══ Given text

Can Women be Priests?
During the tumultuous years of the Protestant Reformation, some churches allowed women to preach because they believed the Bible to be the sole authority for faith, not the Vatican. But the patriarchy soon extinguished female aspirations and has mostly adhered to the Catholic line until the modern day. In the past few years, some European churches have reversed this trend, notably the Church of England, which ordained a woman as a bishop in 2014.
Intriguingly, arguments for and against allowing women to be priests often center on the practices of the first few centuries of the Church’s existence. It is beyond the scope of this article to look into the sexism inherent in Greek, Roman, and Hebrew societies at the dawn of the Common Era; but suffice to say that women were seen as inferior to men in almost every way (for one example, a widespread belief held that a girl baby was undercooked and thus deformed either because she was born too early or because the mother did not keep her womb warm enough. Had the fetus been fully cooked, it would have been a perfectly formed baby boy.)
One of the major arguments used against female ordination is that Jesus did not choose any women to be part of his gang of 12 apostles. “Christ did not call any woman to be one of the twelve. The entire tradition of the Church has kept faith in this fact and has interpreted it as the explicit will of the Savior to confer upon man alone the sacerdotal power of governing, teaching, and sanctifying. Only man, through his natural resemblance to Christ, can express sacramentally the role of Christ himself in the Eucharist.” (Otranto, 1991) Put another way, it has been argued that the female body does not effectively channel the masculine energies of Christ.
‘The Last Supper’ Juan de Juanes. (Public Domain) One of the arguments against women in the priesthood claims that the female body does not effectively channel the masculine energies of Christ.

════
══ Data provided

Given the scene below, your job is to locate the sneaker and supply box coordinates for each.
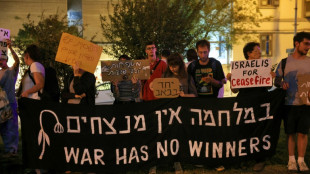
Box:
[1,152,18,159]
[215,166,225,172]
[287,161,297,172]
[298,161,309,172]
[253,162,265,172]
[149,166,156,174]
[173,162,183,174]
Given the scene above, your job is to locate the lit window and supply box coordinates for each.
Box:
[260,34,272,57]
[260,0,279,7]
[304,0,310,17]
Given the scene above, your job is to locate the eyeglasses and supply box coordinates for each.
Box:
[146,47,156,50]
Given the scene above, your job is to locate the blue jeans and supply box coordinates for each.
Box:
[0,103,19,153]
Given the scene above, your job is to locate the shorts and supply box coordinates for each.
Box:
[283,105,310,134]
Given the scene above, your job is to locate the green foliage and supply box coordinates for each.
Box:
[100,0,269,58]
[14,13,79,86]
[100,0,203,58]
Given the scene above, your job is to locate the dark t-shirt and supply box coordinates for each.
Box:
[187,58,225,98]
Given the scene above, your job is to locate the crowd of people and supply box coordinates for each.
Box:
[0,32,310,173]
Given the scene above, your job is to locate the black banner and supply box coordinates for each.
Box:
[19,91,284,172]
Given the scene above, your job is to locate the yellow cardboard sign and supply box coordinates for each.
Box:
[151,78,180,98]
[55,33,102,73]
[101,60,150,81]
[297,75,310,105]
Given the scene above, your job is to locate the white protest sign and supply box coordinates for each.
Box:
[55,33,102,73]
[297,74,310,105]
[0,28,10,59]
[230,59,272,89]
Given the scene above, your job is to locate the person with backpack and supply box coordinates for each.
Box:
[162,53,197,97]
[226,42,275,172]
[187,40,226,98]
[0,39,19,159]
[61,63,96,106]
[20,45,45,100]
[17,44,45,174]
[187,40,226,171]
[142,42,167,101]
[275,32,310,172]
[111,54,141,105]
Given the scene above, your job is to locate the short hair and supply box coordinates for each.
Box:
[144,41,155,48]
[196,40,210,51]
[243,42,260,60]
[118,54,131,60]
[24,44,40,61]
[186,49,198,61]
[161,49,170,57]
[293,31,310,48]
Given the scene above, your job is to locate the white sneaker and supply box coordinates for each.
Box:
[287,161,297,172]
[149,166,156,174]
[298,161,309,172]
[173,162,183,174]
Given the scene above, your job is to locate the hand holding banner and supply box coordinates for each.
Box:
[231,59,272,89]
[56,33,102,73]
[297,74,310,105]
[151,78,180,98]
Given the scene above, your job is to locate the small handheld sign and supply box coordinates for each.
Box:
[152,78,180,98]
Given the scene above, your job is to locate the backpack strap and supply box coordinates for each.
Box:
[281,58,287,79]
[26,65,42,97]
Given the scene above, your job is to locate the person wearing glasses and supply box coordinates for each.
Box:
[142,42,167,101]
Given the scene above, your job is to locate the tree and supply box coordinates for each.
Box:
[100,0,266,58]
[198,0,270,45]
[100,0,204,58]
[15,13,79,87]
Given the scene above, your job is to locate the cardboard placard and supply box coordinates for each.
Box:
[151,78,180,98]
[55,33,102,73]
[297,74,310,105]
[0,28,10,59]
[101,60,150,81]
[231,59,272,89]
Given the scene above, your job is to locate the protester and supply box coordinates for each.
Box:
[142,42,167,101]
[0,39,19,158]
[111,55,141,104]
[227,42,275,172]
[162,53,197,97]
[187,40,226,171]
[160,49,171,63]
[187,40,226,98]
[20,45,45,100]
[275,32,310,172]
[162,53,197,173]
[61,63,96,106]
[17,45,45,174]
[186,49,198,68]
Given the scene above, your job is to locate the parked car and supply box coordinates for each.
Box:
[95,82,115,105]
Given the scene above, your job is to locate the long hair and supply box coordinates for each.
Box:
[165,53,187,78]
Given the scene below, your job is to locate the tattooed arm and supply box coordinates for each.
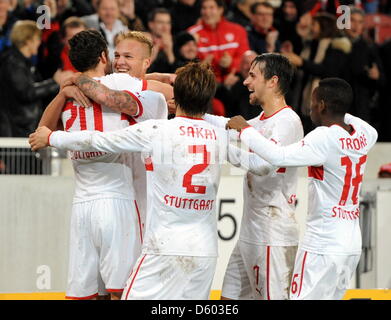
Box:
[74,74,139,116]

════

_What the task requires_: Carry on the article above about whether women can be priests, picking up after its final sentence.

_Response for this exercise_:
This line of reasoning obscures the fact that many women faithfully followed Jesus throughout his ministry, were the only ones to remain by his side during his agony on the Cross, and were the first (and had things gone differently, perhaps only) people to arrive to prepare his body for burial.
Differing Opinions on Female Involvement
The sexism of ordination is hard to justify given the wealth of knowledge we have today about the role of women in early Christian society. Female attendance and sponsorship were essential for the Church to survive and thrive. Two examples of ancient accounts highlight the significant involvement of women. The first is by a non-Christian, the second is a Christian, and both were cited in Christian History magazine:
“Celsus, a 2nd-century detractor of the faith, once taunted that the church attracted only ‘the silly and the mean and the stupid, with women and children.’ His contemporary, Bishop Cyprian of Carthage, acknowledged in his Testimonia that ‘Christian maidens were very numerous’ and that it was difficult to find Christian husbands for all of them. These comments give us a picture of a church disproportionately populated by women.” (Kroeger, 1988)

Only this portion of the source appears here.